• [Record extracts]

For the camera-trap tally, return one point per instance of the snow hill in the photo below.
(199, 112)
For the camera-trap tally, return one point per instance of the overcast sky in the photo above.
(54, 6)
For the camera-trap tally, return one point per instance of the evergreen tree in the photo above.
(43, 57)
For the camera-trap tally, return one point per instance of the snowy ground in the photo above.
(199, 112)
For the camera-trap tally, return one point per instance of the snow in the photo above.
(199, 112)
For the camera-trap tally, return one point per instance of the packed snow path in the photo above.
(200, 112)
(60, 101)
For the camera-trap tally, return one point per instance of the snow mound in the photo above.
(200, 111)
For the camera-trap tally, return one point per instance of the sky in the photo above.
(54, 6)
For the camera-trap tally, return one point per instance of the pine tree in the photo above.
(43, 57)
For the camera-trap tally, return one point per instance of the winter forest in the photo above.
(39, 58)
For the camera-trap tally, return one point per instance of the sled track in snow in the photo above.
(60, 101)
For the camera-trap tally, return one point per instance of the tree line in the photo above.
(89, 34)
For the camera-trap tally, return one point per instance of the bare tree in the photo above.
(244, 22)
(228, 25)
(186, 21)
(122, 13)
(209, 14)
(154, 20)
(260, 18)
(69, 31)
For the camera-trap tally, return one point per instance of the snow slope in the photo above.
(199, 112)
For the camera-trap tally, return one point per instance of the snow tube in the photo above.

• [Exercise prompt] Nothing but the lines from the one with "overcast sky in the photo above." through the final line of the data above should be output, exactly as written.

• [Solution to this exercise]
For the camera-trap tally, return one point per instance of the overcast sky in the photo above.
(54, 6)
For the camera-trap tally, return one point per instance of the evergreen tree in the photo above.
(43, 57)
For the camera-trap tally, return one point per instance of the snowy ground in the photo above.
(199, 112)
For the camera-trap tally, return one point per instance of the snow in the photo above.
(199, 112)
For the camera-trap tally, return one point per instance of the packed snow path in the photo above.
(200, 112)
(60, 101)
For the camera-trap tally, return one point per instance of the snow mound in the photo above.
(200, 111)
For the camera-trap tally, return one point per instance of the sky in the photo above.
(54, 6)
For the camera-trap tally, return one point per instance of the pine tree in the photo above.
(43, 57)
For the camera-trap tally, return one point per instance of the winter forest in the photo above.
(39, 58)
For the camera-trap tally, return one point per instance of the sled track in snow in the photo above.
(60, 101)
For the camera-trap tally, return one point per instance of the tree line in the photo above.
(89, 34)
For the camera-trap tally, return one point per instance of the bare tree in the photo above.
(244, 22)
(228, 25)
(186, 21)
(122, 13)
(209, 14)
(154, 20)
(260, 18)
(69, 31)
For the camera-trap tally, return one point per instance of the snow slope in the photo above.
(199, 112)
For the camera-trap tally, return one point per instance of the snow tube in the photo above.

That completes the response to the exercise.